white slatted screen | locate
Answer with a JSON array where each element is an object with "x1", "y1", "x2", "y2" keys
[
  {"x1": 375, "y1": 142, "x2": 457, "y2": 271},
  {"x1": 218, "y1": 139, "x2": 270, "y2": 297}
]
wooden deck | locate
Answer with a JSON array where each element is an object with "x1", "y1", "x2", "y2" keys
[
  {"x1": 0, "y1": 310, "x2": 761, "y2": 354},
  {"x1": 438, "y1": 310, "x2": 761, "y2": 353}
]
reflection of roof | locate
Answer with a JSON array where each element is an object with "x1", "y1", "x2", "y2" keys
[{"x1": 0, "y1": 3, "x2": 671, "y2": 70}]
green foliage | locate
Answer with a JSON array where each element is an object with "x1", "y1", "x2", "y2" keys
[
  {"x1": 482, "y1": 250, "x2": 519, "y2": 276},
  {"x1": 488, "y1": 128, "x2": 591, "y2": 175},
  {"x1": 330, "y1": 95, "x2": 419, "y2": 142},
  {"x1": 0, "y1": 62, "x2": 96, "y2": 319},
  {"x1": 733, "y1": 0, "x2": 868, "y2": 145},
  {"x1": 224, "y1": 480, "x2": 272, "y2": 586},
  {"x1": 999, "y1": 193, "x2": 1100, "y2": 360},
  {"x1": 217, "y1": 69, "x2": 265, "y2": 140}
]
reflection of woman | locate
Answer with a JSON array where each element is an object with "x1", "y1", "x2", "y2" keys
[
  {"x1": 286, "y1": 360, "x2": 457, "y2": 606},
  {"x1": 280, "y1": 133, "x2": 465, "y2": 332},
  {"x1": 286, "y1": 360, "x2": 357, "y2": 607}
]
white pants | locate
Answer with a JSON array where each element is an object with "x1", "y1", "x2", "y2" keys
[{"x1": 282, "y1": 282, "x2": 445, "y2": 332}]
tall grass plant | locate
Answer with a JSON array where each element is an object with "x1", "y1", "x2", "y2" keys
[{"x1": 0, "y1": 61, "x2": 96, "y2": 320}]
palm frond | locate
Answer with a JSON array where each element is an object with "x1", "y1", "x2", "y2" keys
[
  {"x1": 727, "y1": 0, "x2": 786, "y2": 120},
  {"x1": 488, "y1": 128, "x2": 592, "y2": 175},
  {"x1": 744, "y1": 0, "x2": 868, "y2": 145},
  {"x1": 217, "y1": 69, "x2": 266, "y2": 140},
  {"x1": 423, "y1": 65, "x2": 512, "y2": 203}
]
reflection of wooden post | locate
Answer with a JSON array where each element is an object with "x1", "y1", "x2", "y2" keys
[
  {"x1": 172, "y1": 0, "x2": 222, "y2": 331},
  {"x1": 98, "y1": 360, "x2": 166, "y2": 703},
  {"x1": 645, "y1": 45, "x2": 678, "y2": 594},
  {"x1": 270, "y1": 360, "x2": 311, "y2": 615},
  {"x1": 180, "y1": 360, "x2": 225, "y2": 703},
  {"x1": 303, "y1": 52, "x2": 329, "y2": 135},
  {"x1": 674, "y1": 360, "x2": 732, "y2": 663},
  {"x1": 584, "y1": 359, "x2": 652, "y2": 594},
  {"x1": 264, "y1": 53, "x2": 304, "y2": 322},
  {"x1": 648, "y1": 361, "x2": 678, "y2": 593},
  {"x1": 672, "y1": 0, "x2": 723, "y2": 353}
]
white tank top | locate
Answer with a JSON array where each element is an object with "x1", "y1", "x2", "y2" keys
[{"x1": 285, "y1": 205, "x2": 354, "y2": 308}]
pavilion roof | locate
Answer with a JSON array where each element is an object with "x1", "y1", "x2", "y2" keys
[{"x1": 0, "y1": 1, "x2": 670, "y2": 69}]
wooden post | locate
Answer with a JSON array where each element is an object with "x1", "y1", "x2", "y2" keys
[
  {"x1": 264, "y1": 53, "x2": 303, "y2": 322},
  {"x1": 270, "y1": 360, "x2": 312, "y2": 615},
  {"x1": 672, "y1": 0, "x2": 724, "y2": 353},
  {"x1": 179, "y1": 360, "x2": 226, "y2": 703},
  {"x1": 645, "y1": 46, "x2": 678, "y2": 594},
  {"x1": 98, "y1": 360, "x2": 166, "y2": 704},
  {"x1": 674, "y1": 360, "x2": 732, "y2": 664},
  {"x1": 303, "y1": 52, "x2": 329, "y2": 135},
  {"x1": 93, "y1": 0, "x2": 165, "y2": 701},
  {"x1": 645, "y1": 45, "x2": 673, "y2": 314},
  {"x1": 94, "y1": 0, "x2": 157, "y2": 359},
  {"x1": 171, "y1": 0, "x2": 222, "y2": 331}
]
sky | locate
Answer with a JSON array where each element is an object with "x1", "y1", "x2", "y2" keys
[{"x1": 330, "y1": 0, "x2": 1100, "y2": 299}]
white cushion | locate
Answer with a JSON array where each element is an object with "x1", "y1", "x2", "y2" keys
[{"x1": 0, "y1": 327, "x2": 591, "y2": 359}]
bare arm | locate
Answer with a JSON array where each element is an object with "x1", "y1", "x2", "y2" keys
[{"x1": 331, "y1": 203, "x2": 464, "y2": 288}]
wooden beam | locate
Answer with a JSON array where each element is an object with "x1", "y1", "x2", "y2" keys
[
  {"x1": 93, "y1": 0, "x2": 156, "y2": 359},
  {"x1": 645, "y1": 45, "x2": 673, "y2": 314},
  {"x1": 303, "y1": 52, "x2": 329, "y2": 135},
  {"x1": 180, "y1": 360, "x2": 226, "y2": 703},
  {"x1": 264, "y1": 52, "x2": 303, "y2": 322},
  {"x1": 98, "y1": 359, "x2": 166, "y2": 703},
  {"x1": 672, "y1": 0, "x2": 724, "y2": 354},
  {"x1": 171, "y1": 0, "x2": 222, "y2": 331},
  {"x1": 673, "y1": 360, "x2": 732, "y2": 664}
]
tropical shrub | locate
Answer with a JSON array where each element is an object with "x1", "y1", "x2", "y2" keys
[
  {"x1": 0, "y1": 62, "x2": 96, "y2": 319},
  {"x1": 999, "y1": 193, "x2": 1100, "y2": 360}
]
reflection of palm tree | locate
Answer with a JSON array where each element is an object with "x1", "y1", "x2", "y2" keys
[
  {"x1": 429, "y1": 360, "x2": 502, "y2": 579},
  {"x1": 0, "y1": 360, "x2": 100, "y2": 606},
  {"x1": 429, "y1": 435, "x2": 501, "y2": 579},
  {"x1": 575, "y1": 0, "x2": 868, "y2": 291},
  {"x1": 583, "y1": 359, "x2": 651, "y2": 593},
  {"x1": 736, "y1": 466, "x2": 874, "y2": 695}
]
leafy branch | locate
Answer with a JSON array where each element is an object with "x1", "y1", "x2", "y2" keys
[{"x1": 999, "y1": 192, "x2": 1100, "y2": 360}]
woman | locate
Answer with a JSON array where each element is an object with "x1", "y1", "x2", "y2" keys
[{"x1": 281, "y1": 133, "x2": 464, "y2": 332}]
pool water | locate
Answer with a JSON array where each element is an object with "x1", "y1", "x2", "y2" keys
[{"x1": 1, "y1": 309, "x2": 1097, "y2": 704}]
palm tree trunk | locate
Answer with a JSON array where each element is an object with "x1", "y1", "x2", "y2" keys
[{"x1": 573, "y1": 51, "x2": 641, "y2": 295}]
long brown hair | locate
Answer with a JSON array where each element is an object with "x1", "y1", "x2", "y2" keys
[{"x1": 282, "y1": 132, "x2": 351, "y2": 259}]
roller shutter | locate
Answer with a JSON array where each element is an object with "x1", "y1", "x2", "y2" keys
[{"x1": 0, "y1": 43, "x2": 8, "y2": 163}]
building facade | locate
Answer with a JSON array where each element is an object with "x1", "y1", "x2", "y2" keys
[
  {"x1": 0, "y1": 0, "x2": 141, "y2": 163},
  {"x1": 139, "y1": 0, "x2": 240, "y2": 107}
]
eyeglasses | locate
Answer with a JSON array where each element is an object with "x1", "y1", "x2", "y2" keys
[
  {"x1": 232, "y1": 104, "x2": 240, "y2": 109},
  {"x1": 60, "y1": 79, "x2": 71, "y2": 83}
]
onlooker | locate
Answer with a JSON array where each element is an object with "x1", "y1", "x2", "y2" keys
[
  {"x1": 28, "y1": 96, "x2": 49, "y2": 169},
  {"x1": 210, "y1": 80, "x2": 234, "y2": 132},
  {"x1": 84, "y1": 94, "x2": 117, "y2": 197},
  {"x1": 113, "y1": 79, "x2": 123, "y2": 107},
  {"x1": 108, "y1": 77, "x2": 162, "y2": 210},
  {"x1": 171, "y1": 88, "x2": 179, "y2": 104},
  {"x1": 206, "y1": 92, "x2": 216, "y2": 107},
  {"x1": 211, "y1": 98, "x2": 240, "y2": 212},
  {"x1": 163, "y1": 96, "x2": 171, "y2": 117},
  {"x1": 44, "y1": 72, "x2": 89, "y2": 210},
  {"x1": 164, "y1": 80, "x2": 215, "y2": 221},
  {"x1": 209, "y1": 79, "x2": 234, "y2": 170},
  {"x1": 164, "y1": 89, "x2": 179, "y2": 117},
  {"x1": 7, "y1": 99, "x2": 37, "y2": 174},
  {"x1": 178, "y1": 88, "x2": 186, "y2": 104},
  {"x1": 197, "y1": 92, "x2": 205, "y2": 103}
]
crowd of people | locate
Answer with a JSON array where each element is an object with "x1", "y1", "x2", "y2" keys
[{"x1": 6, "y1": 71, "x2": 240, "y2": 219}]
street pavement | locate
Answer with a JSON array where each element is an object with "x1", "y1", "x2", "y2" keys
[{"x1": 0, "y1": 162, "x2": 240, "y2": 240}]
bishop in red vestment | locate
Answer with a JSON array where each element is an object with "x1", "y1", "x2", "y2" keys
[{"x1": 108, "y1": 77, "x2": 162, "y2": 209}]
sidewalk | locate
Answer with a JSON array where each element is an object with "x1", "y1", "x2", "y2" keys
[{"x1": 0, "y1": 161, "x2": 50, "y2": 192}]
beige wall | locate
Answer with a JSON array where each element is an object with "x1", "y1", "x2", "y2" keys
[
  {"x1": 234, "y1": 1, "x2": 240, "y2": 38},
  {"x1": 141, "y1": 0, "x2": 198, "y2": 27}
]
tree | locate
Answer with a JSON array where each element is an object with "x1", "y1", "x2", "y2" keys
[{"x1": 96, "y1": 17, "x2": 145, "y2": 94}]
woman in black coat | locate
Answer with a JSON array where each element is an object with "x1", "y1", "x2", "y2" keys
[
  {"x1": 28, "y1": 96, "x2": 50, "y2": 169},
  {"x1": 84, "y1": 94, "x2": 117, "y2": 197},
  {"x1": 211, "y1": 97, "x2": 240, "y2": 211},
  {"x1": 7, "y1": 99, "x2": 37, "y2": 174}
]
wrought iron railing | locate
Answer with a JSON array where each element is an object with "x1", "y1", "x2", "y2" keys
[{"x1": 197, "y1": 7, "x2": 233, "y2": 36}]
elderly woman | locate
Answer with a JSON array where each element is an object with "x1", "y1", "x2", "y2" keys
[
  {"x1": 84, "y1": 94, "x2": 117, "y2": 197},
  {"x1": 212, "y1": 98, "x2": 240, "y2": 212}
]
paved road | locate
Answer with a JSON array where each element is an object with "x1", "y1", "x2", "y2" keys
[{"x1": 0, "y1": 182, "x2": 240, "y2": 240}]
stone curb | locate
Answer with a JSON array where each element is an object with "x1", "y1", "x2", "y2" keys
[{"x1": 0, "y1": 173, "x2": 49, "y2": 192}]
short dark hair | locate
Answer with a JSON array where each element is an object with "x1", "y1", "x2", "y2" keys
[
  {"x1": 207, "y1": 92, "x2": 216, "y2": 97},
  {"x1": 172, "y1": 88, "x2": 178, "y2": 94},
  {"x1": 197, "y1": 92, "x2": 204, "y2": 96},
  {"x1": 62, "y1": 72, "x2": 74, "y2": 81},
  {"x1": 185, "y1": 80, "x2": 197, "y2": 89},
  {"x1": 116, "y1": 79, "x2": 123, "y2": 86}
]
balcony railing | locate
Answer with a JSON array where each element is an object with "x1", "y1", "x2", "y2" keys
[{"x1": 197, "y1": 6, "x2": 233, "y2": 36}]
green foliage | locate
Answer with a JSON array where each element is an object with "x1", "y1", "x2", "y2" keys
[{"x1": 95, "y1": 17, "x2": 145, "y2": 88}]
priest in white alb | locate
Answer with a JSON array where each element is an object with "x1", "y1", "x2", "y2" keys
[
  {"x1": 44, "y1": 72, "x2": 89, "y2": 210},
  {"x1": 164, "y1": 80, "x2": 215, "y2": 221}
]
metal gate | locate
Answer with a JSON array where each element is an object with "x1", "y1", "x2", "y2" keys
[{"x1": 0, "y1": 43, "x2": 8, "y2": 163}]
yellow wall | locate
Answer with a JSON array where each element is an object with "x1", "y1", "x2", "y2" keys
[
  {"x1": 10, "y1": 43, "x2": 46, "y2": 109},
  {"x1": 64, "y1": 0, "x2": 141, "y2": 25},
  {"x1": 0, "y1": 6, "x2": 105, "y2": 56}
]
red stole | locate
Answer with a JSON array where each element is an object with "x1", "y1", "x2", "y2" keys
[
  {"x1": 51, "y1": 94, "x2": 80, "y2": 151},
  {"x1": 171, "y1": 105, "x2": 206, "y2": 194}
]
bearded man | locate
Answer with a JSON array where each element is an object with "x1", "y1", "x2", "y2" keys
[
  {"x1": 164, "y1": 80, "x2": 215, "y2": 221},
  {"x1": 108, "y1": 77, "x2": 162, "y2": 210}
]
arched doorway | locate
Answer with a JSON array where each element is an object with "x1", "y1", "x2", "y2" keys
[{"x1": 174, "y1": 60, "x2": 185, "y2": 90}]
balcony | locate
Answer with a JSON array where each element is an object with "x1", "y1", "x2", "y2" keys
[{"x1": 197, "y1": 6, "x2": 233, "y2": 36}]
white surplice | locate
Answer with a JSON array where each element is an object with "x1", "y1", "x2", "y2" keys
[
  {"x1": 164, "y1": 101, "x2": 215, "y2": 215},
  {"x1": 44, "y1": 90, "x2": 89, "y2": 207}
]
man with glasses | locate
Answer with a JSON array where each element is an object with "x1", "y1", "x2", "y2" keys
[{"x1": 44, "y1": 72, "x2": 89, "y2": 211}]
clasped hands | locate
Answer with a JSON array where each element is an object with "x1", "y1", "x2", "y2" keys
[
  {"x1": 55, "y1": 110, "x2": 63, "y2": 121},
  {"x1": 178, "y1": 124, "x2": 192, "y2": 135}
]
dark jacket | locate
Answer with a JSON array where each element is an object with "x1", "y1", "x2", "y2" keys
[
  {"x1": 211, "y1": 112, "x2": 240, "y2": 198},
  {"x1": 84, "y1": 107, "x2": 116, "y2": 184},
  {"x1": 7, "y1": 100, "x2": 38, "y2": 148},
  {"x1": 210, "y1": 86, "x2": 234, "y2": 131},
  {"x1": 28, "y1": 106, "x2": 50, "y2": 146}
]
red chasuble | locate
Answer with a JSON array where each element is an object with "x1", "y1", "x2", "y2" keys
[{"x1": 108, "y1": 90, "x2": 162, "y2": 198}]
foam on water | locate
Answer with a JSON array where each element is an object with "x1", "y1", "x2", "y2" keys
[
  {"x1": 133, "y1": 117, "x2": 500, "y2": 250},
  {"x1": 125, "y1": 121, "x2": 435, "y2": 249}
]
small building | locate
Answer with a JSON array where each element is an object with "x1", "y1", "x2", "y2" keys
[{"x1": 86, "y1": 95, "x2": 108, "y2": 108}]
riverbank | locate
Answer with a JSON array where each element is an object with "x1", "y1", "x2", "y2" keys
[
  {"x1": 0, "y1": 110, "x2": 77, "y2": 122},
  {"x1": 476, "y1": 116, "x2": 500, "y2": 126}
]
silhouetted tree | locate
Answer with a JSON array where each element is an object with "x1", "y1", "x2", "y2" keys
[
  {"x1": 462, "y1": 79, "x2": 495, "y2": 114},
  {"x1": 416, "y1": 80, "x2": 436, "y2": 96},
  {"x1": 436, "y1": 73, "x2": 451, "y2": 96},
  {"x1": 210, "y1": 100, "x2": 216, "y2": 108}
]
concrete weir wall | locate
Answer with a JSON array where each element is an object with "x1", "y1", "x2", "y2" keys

**Work required:**
How many of the lines above include the string "white"? Reply with the number by itself.

**Written reply:**
6